## Selected excerpt
((
The field notes they jotted down that day described the rock as “highly-shocked, grayish-green . . . 90 percent covered with fusion crust” (with the additional comment “Yowza-Yowza”). They added the odd rock to the day’s catch in one of the backpacks that a couple of teammates carried. Back at camp at the end of the day, the specimen would go into the expedition collection box.

For most rocks, the retrieval was considered a team effort and no one hunter was singled out as the discoverer. True, the search involved skills and powers of concentration, but luck also played a big part. So, together, the team would take the hits and misses, the good days and the “tent days” when the winds screamed. But Score and this rock would be forever linked. This was partly because she saw the rock as special and felt an abiding, proprietary interest in its destiny; and it was partly because she was well acquainted with others whose lives would become caught up in the fuss over its meaning: Duck Mittlefehldt, David McKay, Everett Gibson, Kathie Thomas. They would be working in the same building as she—Building 31 at Johnson Space Center in Houston—and she would run into them there and at parties, and they would chat about the twists and turns in the saga that began on this day. More than a decade later, when journalists and others around the world were clamoring to hear how the rock had been plucked off the ice, everybody would point toward this spunky woman, and toward the beguiling smile—not toward a team. She made a better story. That would be fine with Schutt. In his view, she was a most worthy ambassador for the meteorite hunt.

The team had already bagged over one hundred specimens that season, a total that would grow to three hundred or so before their expedition ended. This particular find at Allan Hills was noteworthy at the time only because of its green cast and large size out there in the clean dazzle of sun and ice.

When they were ready to head home, the team packed their collection into ice chests, in burglar-resistant containers, and put them aboard the end-of-season ship out of McMurdo for the long sail northward. To further minimize the risks of contamination, the specimens were kept frozen en route. In keeping with the international treaty, the bulk of the ship’s cargo was the season’s accumulation of trash and waste, all routinely carried home.
))
## Provided data
((
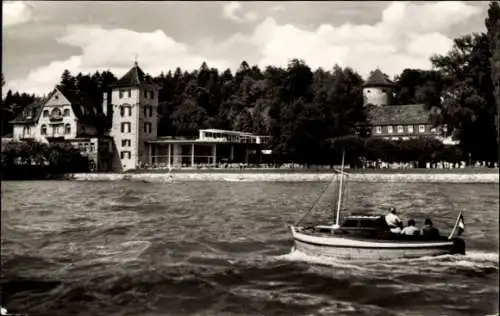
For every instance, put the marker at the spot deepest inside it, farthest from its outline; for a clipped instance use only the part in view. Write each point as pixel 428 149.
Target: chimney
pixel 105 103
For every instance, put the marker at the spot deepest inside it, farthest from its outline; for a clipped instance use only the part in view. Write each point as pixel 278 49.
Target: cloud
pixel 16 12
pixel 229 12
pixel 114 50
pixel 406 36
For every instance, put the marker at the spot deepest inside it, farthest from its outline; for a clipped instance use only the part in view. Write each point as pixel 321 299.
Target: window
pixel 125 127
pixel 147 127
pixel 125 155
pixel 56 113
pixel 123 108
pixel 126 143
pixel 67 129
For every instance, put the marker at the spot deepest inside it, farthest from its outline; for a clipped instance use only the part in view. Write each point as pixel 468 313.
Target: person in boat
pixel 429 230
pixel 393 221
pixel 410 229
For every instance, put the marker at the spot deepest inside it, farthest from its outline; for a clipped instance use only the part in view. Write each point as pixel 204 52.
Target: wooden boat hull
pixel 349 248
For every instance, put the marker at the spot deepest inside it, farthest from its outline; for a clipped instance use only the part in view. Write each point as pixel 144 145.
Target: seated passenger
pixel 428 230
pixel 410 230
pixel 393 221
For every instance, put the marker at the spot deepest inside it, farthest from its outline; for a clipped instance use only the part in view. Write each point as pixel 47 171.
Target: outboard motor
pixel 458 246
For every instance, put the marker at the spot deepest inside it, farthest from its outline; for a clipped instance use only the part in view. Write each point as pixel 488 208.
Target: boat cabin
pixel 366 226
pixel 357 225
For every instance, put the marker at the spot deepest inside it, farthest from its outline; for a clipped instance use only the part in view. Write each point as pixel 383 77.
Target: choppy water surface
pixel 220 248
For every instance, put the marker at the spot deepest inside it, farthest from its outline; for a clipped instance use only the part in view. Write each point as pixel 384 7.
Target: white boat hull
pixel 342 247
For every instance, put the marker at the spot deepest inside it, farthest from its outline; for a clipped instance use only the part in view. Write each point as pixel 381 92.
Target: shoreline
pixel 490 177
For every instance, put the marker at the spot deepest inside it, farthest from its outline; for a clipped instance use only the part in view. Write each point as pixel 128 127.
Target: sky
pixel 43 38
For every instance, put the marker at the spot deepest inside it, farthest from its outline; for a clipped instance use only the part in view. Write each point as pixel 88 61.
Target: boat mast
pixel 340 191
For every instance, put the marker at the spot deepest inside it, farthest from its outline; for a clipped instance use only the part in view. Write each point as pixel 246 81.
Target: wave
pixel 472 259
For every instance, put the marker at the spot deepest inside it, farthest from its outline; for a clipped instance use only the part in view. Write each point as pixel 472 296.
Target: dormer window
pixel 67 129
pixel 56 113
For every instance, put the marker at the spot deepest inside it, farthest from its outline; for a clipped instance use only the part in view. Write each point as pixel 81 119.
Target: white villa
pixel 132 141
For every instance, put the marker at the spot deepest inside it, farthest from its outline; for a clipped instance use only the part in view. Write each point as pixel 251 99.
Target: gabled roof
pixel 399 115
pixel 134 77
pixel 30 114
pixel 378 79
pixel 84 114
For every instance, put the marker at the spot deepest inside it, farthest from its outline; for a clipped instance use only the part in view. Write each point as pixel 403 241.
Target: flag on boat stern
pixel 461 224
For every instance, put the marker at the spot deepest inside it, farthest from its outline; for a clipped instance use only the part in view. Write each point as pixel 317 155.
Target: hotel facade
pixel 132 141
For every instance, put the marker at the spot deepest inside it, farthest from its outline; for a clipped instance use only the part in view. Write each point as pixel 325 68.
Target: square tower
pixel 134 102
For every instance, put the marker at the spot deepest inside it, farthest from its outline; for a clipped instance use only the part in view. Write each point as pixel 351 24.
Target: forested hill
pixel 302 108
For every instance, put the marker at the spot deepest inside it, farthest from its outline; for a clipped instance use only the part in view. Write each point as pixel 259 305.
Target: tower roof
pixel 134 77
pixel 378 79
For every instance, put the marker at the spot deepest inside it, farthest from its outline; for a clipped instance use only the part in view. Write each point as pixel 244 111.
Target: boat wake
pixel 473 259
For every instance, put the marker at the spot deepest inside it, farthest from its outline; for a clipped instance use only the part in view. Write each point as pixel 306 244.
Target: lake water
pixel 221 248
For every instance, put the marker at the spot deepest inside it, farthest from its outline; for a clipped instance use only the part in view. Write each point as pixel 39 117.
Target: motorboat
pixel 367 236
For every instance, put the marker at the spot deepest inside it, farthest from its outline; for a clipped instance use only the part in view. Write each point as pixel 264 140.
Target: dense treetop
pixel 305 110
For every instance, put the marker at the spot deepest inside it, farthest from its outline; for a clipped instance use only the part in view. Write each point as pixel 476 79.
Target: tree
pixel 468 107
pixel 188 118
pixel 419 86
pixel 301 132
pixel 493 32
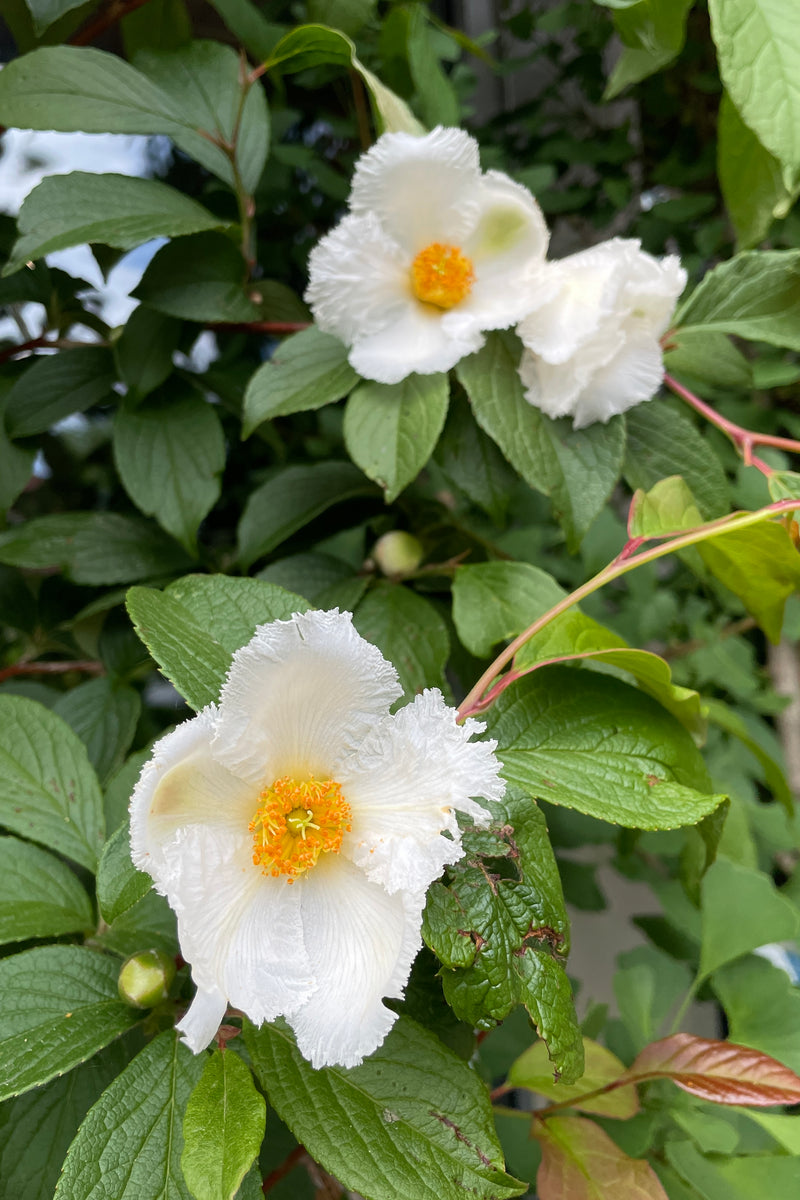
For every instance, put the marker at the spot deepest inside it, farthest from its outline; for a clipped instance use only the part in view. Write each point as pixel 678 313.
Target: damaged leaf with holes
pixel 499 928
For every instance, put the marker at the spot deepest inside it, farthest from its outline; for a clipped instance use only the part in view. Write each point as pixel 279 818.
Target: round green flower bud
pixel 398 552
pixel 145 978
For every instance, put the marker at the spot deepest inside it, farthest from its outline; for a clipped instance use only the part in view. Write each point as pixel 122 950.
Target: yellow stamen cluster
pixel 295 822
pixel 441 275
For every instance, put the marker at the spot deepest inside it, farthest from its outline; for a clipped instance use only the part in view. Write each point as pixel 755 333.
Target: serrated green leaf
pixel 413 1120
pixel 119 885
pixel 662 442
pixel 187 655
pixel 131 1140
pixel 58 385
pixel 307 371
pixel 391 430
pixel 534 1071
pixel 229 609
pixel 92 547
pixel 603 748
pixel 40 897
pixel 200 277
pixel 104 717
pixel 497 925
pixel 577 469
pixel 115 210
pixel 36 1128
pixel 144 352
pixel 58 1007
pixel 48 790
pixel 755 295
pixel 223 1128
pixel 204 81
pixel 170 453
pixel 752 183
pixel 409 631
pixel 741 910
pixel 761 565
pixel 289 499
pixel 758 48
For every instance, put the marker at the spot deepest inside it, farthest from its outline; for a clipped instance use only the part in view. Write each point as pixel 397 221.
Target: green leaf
))
## Tasks and exercises
a - Rewrite everything in the passage about the Allan Hills meteorite find from "The team had" down to "sun and ice.", replacing "specimens" with "samples".
b - Carry on the account of the Antarctic meteorite hunt past its final sentence.

## Answers per task
a -
The team had already bagged over one hundred samples that season, a total that would grow to three hundred or so before their expedition ended. This particular find at Allan Hills was noteworthy at the time only because of its green cast and large size out there in the clean dazzle of sun and ice.

b -
When the ship docked at Port Hueneme, California, technicians packed the rocks in dry ice for air transport to Houston, to their new home at the meteorite curation laboratory at NASA’s Johnson Space Center, not far from the lab where the lunar samples from the Apollo moon missions were still carefully preserved and tended.

After the season’s haul arrived, the NASA meteorite archivists followed the routine protocol by which they were able quickly to characterize and describe large numbers of new finds: they took the specimens out of the bags and put them in a nitrogen chamber. Using a stream of dry nitrogen, the staff freeze-dried the meteorites to remove any attached ice and snow, and to avoid possible contamination from the leaching effects of liquid water during transit. They photographed them and examined them carefully, using both eye and microscope. Finally, they broke off a small chip from each specimen for the initial classification by specialists at the Smithsonian Institution in Washington, D.C.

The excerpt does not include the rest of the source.